GIVEN REQUEST:
Retype the whole listing, please, keeping every line exact and dropping the pictures.

DATA SUPPLIED:
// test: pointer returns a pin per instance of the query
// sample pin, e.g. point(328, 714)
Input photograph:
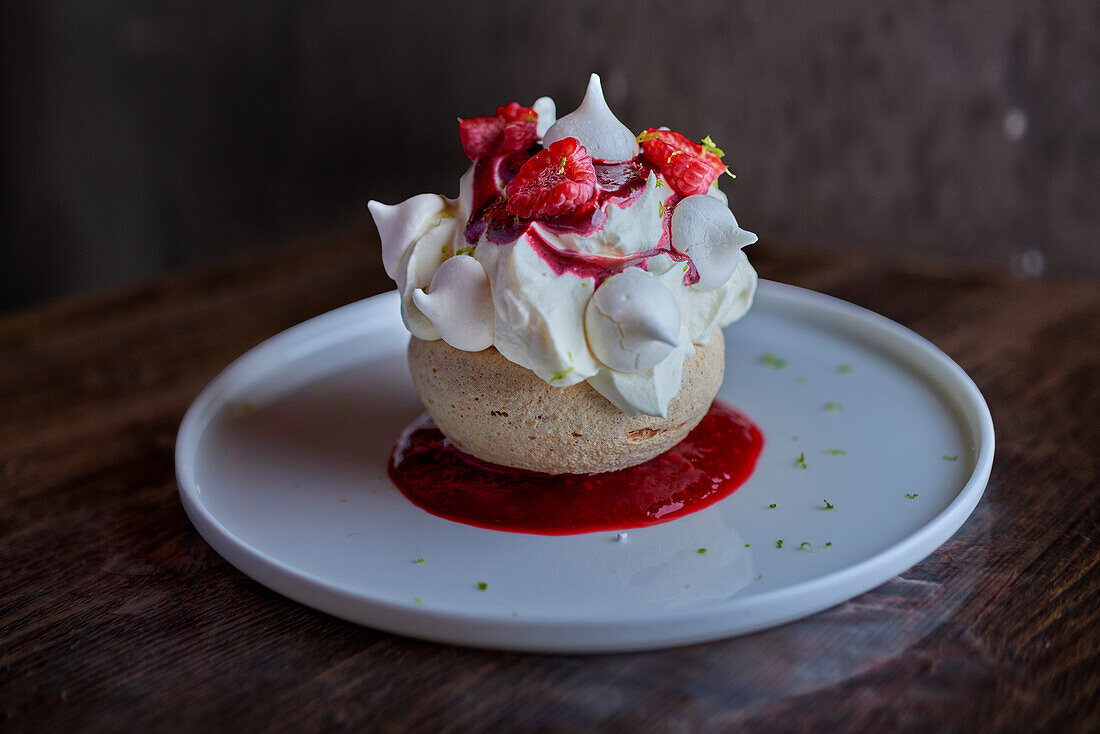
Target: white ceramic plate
point(282, 468)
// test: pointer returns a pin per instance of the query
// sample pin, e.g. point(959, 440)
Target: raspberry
point(557, 179)
point(510, 130)
point(689, 167)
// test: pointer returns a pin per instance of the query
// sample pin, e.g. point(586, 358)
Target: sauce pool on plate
point(716, 458)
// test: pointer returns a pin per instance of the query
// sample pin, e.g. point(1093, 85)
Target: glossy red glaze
point(707, 466)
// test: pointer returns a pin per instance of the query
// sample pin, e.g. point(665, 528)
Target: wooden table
point(116, 615)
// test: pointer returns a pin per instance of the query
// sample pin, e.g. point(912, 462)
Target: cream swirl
point(617, 298)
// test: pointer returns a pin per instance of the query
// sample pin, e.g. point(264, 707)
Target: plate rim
point(648, 628)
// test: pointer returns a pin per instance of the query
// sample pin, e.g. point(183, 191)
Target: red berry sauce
point(716, 458)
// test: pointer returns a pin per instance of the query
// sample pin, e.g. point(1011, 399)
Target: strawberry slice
point(510, 130)
point(557, 179)
point(689, 167)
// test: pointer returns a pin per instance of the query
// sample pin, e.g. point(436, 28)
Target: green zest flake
point(711, 148)
point(772, 361)
point(561, 375)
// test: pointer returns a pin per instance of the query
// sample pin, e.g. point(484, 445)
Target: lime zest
point(561, 375)
point(710, 146)
point(772, 361)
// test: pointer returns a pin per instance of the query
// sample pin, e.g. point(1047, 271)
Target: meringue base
point(504, 414)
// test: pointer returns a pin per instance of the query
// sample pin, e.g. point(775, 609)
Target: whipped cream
point(618, 299)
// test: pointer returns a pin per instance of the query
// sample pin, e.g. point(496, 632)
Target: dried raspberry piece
point(510, 130)
point(557, 179)
point(689, 167)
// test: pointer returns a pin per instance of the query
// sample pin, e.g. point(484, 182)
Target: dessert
point(565, 308)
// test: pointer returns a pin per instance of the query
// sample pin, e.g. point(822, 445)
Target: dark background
point(140, 137)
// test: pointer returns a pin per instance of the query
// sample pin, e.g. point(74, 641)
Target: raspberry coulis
point(618, 183)
point(716, 458)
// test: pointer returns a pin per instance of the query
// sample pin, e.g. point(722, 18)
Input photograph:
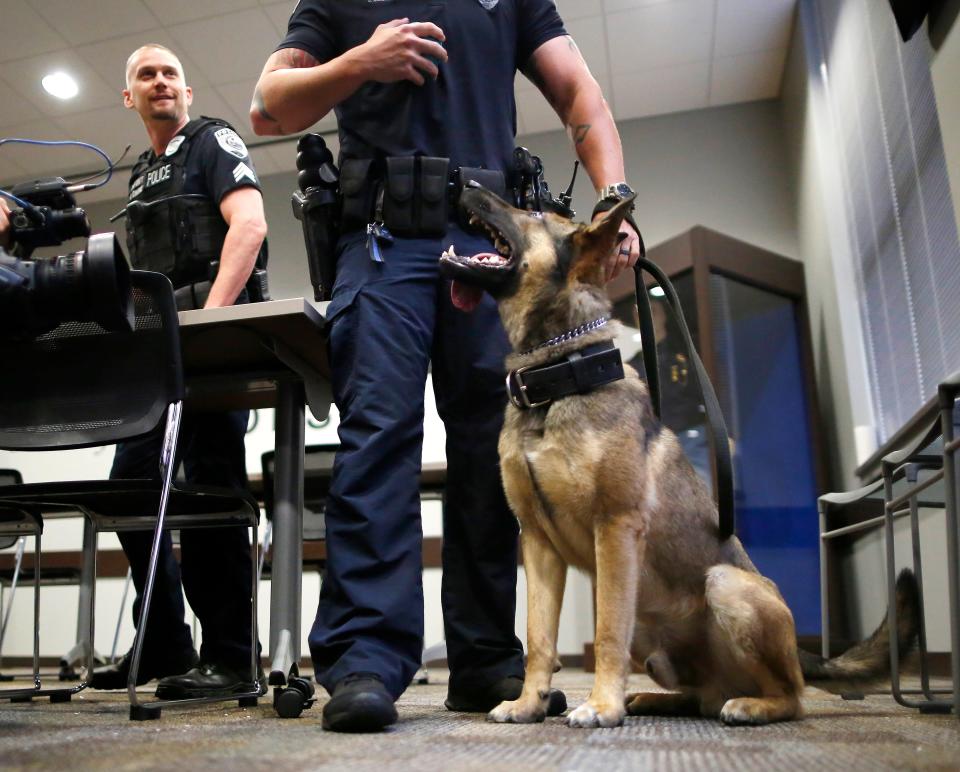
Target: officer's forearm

WRITTEN ANSWER:
// test: pointer returns a pin per instance of the query
// sample pin, e.g. point(328, 714)
Input photograph:
Target: white ceramic plate
point(282, 468)
// test: pointer returns a pin per instance of the query
// sample pin, e.g. point(959, 440)
Target: raspberry
point(557, 179)
point(510, 130)
point(689, 167)
// test: pointer returns a pin per instance of the query
// sample pin, e.g. point(586, 358)
Target: sauce pool on plate
point(716, 458)
// test: pointer returns a pin per instance of the query
// sample pin, e.g. point(1093, 85)
Target: glossy red glaze
point(707, 466)
// test: pointer returns a pin per instance of the query
// sample pin, e.g. point(665, 528)
Target: wooden table
point(116, 615)
// test: pointer returns a pin per instance of the query
// sample pin, e.g. point(912, 462)
Target: cream swirl
point(617, 298)
// test: pointer returns a pin per instance of the query
// sample pin, e.g. point(264, 707)
Target: plate rim
point(648, 628)
// test: pointer returns a pin per instance of the query
// sample pin, e.g. point(183, 191)
Target: red berry sauce
point(716, 458)
// test: pointer returns a pin per instance of the query
// sample pin, e.g. point(1011, 399)
Target: strawberry slice
point(510, 130)
point(557, 179)
point(689, 167)
// test: pointer returns a pin per instance of the query
// sample pin, e.g. point(436, 28)
Target: green zest flake
point(711, 148)
point(772, 361)
point(561, 375)
// test: pointer returns a pin per instance of the query
// sample pin, e.g. point(484, 445)
Target: lime zest
point(561, 375)
point(710, 146)
point(772, 361)
// test: pointer returns a pin per instance of the query
// sample pin, e.g. point(1047, 271)
Target: meringue base
point(504, 414)
// test: pointer returns a pin per instance of the query
// sample pin, e.g. point(775, 609)
Target: whipped cream
point(618, 299)
// test: pointer returns a pin per instance of the query
// sample pin, e.g. point(496, 632)
Target: dried raspberry piece
point(510, 130)
point(557, 179)
point(689, 167)
// test: pointer returns a pin per instance of the query
// sample pin, e.g. point(484, 182)
Target: dessert
point(565, 308)
// test: pointer returns a pin per instance of the query
// sample pin, e.g. point(822, 445)
Target: dark background
point(140, 137)
// test: pointer returns a pin per instance of the query
// sample pin, e.g. point(74, 641)
Target: raspberry coulis
point(618, 183)
point(716, 458)
// test: pointer returns a pin per instance of the query
// sample pin, e.g. point(722, 18)
Input photograph:
Target: officer's forearm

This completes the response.